• [Provided records]
-- Opening Marker --

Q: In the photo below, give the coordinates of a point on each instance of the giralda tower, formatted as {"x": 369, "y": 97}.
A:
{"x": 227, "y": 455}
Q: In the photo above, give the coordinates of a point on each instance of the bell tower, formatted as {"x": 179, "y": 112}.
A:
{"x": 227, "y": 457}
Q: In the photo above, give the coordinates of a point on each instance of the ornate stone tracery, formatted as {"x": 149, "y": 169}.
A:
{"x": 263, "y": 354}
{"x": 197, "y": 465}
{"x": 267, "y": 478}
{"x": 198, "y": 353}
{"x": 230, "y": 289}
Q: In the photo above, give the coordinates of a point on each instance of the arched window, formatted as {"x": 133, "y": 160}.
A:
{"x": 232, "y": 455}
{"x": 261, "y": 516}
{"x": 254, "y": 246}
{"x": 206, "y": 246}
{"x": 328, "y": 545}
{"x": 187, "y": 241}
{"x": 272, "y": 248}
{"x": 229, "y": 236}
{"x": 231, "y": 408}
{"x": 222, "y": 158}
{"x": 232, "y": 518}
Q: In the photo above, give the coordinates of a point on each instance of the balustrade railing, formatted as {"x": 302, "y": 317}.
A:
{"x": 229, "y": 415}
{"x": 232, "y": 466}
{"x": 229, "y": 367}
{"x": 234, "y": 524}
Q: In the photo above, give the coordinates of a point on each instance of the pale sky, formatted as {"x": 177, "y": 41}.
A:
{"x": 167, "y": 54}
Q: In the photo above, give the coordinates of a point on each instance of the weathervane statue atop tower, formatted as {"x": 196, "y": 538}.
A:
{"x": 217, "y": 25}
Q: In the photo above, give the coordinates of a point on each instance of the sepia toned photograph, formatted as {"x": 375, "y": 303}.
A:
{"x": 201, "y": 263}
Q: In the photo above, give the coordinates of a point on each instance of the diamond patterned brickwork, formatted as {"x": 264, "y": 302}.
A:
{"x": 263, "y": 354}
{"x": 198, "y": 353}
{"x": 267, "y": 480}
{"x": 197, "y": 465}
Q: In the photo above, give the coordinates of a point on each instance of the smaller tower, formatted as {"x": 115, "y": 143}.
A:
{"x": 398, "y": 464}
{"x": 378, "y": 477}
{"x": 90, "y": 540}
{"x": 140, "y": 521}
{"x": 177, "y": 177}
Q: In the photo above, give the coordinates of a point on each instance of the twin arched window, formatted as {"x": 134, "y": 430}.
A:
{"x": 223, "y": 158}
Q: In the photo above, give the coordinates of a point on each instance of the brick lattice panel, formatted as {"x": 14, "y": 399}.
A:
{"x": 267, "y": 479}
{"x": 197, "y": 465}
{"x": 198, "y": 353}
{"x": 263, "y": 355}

-- Closing Marker --
-- Opening Marker --

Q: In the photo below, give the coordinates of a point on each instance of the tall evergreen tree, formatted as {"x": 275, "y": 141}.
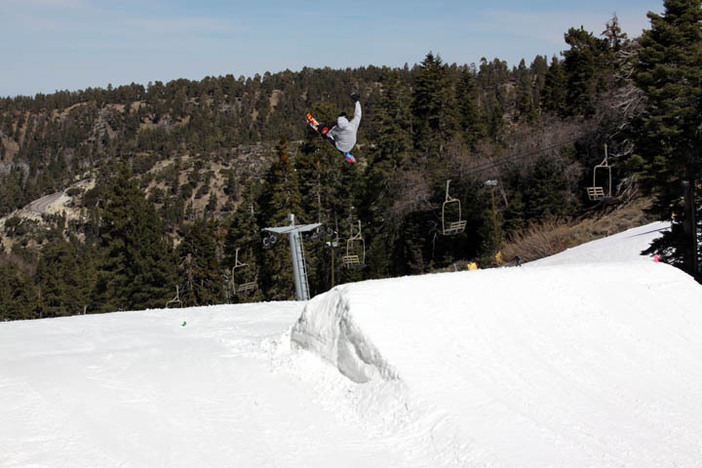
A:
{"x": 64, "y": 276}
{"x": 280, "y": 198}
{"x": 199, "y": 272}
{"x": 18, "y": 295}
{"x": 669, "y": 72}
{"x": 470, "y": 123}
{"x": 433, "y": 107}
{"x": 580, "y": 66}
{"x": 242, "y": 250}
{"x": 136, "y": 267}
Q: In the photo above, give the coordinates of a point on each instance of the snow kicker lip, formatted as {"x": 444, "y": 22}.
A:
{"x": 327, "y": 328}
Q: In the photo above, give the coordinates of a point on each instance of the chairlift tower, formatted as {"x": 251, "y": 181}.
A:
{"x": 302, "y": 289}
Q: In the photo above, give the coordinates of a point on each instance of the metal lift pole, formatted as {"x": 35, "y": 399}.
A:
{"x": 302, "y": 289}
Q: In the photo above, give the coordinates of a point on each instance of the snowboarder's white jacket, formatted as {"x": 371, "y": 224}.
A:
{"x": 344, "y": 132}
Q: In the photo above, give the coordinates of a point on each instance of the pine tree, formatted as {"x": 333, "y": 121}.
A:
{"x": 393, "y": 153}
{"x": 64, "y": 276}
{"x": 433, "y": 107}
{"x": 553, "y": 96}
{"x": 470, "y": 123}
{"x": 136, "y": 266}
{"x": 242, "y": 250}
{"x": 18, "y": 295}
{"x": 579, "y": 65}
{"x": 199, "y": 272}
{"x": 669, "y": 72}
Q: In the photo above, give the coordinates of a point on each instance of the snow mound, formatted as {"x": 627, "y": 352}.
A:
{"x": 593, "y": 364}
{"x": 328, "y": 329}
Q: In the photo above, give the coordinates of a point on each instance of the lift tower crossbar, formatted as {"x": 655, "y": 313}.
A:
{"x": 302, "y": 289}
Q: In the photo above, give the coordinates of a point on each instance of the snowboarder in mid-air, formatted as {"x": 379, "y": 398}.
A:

-- Closing Marker --

• [Task details] From the records above, print only the lines between the one holding "of the weathervane" and the one holding "of the brick", inclusive, exactly as they stand.

• [Exercise response]
Q: In the photo above, give the coordinates of a point on each instance of the weathervane statue atop tower, formatted as {"x": 196, "y": 538}.
A:
{"x": 217, "y": 25}
Q: In the photo above, give the coordinates of a point on each instance of the sepia toned photograph, formatted as {"x": 375, "y": 303}.
A:
{"x": 201, "y": 263}
Q: In the photo above, give the coordinates of a point on each instance of the diamond patterned brickwork, formatted as {"x": 264, "y": 302}.
A:
{"x": 263, "y": 354}
{"x": 198, "y": 353}
{"x": 267, "y": 480}
{"x": 197, "y": 465}
Q: In the photo above, give the coordinates of a point on each instance of the smaller tower, formatted as {"x": 115, "y": 143}.
A:
{"x": 398, "y": 464}
{"x": 378, "y": 477}
{"x": 90, "y": 540}
{"x": 140, "y": 521}
{"x": 177, "y": 177}
Q: In the photo above, give the coordinates of a point on each instance of the twin arched window, formatted as {"x": 134, "y": 430}.
A:
{"x": 223, "y": 158}
Q: In the photo above, give the coordinates of a point on each instance of the brick lattice panel, formatted as {"x": 14, "y": 399}.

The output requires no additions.